### SET PROBLEM A
Please report every line of the listing below that contains the string "target", copying each such line in full.

......

First things First: If you are a shareholder of GSE, please sign shareholder petition here. This is created by non-profit organization by Ralph Nader who is fighting for shareholder rights
Background: Fannie and Freddie don't directly make loans. Rather, they buy mortgages from lenders, package them as bonds, guarantee them against default and sell them to investors. In doing so, they help make loans available and exert influence over the housing market. Together, Fannie and Freddie own or guarantee about half of U.S. mortgages — nearly 31 million home loans worth $5 trillion. And along with other federal agencies, they back about 90 percent of new mortgages. This link provides a fantastic historical perspective, multi-decade profitability of GSE, financial condition of GSE, significantly improved underwriting quality since 2009(half of the current portfolio) that will bode well for future profitability compared to historical profitability, and talks about return to stockholder control. This is a MUST-READ document and is fairly recent(Aug 2013). An interesting quote from the above article: For stockholders, the economics of the GSEs’ mortgage business could be attractive, but the psychology of the decline in stock prices and the federal government’s claim on all profits could potentially offset this plus
Everyday the headline and sound bytes news on GSE is about the Reorganization and the potential lesser government role in GSE. For investors, this is a 'red herring' news to focus on. Investors are wrongly focused on the uncertainty of Government or Congress action on the various Re-org Proposal. Instead the clear signs of lack of distress and profitability in GSE, investors should be focused on the Court decision on Aug 2012 agreement and the current significant undervaluation of GSE. This will largely determine whether the upside to common equity is limited or is very significant.
Mr. Ackman owns 10% in equity of Fannie Mae and Freddie Mac and has expressed his intent to be part of the Recapitalization proposal discussion with the US Treasury( 1 of senior preferred holders as well as $187b loan issuer which is now nearly paid out) amongst other stakeholders. Ackman was buying all the way until Nov 14th and started buying the shares Oct. 7 and accelerated purchases after Oct. 21. Ackman paid a total of $401 million for his combined holdings. The backbone of the thesis on investing in commons could likely be the following. BTW here is Ackman's recent interview
Thesis on Investing in Common Equity
1. Constitutional challenge(5th amendment-property rights) of Aug 2012 "Net Sweep agreement"(profits are being swept and given to US Treasury) and the breach of fiduciary duty to shareholders (read Legal perspectives below). See the website Restorefannie. The court hearing date is Dec 6th. Mr. Ackman is likely convinced that Conservatorship fiduciary duty towards shareholders has to be honored, esp considering GSE was on road to profitability and was not in distress even back in Aug 2012 when the net sweep agreement was signed. In any case, the 2 parties may be focused on negotiating the path forward since $187b is nearly repaid and the path forward would likely be restoring conservatorship's fiduciary duty to shareholders since GSE clearly are not showing signs of deep distress(although they are far from capital adequacy). So while the actual exit option may take a long time and congressional consensus, the court judgment will clearly RE-Rate the Common equity because such a judgement on breach of fiduciary duty would emphatically restore the rights back to its common shareholders. BTW here is Ralph Nader (congressman) interview is on the side of shareholders.

......

### SET PROBLEM B
Continue the piece on investing in Fannie Mae and Freddie Mac stock above, starting after its last sentence.

### AVAILABLE DATA
......

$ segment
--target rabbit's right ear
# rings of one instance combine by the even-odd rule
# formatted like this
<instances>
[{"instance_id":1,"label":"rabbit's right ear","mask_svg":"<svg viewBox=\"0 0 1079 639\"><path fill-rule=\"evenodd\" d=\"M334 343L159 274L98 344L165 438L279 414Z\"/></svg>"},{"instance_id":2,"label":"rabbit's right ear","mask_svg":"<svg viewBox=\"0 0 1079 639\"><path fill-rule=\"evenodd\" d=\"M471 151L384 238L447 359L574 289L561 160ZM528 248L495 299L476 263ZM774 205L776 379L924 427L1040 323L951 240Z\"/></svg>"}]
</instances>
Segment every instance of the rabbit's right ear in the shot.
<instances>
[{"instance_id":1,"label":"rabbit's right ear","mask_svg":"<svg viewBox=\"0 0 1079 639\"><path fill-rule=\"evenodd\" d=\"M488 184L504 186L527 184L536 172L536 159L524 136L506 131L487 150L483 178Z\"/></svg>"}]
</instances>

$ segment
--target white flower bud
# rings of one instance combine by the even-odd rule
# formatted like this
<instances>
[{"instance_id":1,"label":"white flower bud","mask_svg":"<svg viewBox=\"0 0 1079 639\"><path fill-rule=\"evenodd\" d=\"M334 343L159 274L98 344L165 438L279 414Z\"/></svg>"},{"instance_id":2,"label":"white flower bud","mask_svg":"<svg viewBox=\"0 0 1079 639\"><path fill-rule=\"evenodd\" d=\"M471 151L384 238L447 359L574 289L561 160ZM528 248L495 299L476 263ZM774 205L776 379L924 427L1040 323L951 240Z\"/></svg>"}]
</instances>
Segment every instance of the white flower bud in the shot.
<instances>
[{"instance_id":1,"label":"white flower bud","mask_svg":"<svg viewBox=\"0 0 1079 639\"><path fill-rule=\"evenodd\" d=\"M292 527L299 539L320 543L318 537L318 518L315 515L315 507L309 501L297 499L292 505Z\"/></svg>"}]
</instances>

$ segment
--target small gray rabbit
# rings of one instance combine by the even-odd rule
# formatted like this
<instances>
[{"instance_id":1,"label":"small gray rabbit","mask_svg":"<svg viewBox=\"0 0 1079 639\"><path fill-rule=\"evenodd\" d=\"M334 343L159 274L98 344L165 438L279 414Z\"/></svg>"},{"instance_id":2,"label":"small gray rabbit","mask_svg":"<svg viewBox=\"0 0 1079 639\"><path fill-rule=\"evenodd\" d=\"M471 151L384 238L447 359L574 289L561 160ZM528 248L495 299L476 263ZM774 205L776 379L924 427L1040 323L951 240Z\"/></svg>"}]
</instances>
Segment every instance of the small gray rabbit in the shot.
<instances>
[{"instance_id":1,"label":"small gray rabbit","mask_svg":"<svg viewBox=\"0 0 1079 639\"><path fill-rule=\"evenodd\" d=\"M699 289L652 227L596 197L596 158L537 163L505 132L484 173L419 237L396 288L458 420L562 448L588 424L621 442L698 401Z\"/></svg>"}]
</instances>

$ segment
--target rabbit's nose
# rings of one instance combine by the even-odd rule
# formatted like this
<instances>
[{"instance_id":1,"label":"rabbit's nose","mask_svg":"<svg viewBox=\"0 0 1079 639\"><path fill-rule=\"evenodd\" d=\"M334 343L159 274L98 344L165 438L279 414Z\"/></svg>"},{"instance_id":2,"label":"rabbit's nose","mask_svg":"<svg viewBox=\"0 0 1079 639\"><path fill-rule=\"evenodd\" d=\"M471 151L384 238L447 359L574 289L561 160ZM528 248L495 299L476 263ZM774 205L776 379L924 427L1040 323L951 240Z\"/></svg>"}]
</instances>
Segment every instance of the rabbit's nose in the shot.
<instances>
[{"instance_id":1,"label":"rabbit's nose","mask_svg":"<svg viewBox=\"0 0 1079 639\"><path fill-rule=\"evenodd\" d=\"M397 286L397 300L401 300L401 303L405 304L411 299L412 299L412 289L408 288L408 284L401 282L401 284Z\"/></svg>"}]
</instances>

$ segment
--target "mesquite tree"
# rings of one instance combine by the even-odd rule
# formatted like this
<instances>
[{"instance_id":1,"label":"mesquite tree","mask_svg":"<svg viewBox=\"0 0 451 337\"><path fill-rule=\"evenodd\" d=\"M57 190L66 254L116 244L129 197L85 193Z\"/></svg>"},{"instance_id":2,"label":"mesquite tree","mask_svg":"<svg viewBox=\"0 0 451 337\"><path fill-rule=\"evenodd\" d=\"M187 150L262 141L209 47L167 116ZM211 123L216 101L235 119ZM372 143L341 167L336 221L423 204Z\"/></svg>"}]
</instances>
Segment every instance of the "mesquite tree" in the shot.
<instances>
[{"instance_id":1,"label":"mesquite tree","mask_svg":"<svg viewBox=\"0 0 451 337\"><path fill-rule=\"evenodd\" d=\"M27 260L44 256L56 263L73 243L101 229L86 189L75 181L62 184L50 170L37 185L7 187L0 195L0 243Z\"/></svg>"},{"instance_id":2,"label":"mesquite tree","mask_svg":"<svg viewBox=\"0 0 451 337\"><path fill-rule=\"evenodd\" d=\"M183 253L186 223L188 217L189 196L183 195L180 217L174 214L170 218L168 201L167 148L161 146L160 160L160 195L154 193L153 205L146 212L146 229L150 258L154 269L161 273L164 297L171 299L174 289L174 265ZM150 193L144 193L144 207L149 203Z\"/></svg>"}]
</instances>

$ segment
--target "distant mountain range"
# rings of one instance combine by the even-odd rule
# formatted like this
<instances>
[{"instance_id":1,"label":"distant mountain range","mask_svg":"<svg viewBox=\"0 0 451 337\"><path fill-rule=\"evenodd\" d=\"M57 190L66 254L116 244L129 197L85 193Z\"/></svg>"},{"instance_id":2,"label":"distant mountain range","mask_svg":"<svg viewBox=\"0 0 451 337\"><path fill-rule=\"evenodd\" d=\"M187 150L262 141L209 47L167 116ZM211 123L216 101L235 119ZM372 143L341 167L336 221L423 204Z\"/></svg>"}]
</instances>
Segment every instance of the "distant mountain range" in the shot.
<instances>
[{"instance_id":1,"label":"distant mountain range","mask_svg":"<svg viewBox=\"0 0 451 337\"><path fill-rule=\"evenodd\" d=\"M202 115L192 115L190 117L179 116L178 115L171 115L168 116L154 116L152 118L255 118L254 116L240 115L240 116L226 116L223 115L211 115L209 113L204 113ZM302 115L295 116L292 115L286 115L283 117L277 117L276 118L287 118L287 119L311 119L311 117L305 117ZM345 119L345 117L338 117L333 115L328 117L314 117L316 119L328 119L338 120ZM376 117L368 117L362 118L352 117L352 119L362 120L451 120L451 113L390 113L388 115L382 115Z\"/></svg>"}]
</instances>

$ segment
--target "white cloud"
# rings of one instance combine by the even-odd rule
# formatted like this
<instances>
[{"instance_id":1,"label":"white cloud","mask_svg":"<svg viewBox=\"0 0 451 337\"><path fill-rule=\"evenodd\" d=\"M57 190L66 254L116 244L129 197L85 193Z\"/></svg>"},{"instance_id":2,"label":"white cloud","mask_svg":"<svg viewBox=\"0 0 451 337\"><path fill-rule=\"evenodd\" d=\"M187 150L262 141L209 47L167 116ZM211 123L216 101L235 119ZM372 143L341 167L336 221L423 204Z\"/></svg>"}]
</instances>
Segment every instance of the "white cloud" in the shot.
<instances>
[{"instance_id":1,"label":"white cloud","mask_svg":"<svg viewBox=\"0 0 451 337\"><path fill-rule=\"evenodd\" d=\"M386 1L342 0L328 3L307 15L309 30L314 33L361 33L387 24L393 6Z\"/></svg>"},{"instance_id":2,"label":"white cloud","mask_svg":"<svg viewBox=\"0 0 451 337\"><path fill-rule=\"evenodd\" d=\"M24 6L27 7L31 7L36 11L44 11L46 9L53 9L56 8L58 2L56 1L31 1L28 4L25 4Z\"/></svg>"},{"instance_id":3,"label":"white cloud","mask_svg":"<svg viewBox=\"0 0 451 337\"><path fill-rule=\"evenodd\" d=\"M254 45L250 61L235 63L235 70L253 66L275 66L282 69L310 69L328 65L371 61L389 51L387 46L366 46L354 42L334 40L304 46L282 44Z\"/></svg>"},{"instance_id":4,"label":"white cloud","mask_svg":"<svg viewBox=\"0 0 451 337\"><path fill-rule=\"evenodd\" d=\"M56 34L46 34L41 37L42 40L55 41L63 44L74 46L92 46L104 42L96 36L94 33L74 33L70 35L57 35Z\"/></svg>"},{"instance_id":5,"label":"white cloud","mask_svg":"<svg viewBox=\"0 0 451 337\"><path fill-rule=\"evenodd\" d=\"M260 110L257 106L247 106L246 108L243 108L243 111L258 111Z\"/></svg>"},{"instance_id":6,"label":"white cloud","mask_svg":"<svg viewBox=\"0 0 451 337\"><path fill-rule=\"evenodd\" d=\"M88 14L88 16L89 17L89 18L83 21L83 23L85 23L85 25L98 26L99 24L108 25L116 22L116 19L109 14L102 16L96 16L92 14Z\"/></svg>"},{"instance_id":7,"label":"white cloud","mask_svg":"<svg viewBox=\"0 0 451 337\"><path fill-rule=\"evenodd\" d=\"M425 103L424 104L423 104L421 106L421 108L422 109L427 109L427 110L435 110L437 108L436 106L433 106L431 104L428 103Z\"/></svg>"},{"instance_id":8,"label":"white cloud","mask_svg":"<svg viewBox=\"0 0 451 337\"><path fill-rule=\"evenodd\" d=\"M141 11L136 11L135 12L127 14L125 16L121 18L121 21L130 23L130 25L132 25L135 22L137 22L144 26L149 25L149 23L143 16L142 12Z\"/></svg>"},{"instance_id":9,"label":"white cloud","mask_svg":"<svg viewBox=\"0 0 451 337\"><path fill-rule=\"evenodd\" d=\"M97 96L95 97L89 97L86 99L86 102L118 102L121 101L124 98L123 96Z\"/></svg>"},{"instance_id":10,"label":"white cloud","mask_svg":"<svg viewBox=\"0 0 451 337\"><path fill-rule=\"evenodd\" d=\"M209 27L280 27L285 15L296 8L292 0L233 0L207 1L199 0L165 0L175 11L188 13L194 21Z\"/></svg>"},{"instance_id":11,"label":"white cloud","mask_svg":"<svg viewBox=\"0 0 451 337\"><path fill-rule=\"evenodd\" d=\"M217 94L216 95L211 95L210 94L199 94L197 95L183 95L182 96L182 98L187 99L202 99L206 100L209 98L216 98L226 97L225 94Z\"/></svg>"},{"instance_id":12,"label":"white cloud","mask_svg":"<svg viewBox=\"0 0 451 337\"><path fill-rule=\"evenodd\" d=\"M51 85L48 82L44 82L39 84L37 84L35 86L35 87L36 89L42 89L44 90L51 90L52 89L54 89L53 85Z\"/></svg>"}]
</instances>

......

### RESPONSE A
--target rabbit's right ear
--target white flower bud
--target small gray rabbit
--target rabbit's nose
--target "mesquite tree"
--target "distant mountain range"
--target "white cloud"

### RESPONSE B
Quote from below article
"The Third Amendment to the Stock Purchase Agreement represents just this kind of one-sided transaction. Yet the government seeks to avoid this obvious implication by three specious arguments. First, it claims that there really was a mutually beneficial bargain here. After all, the Third Amendment was needed “because of a concern that the Enterprises, although solvent with Treasury’s assistance, would fail to generate enough revenue to fund the 10 percent dividend obligation.” Fat chance. Indeed, the one way to magnify the miniscule risk of default is to strip Fannie and Freddie of liquidity by the unilateral “dividend” payment made to the government. As a conservator, FHFA is supposed to defend shareholders, not fork over their money to Treasury."
- Court Calendar
- Richard Epstein perspective - audio recording (listen carefully bw 10 to 15 min)
- Litany of lawsuits from Shareholders against the US
- Fairholme lawsuit against US
- Another preferred shareholder Lawsuit
- Some perspectives on the Lawsuit between government and investors.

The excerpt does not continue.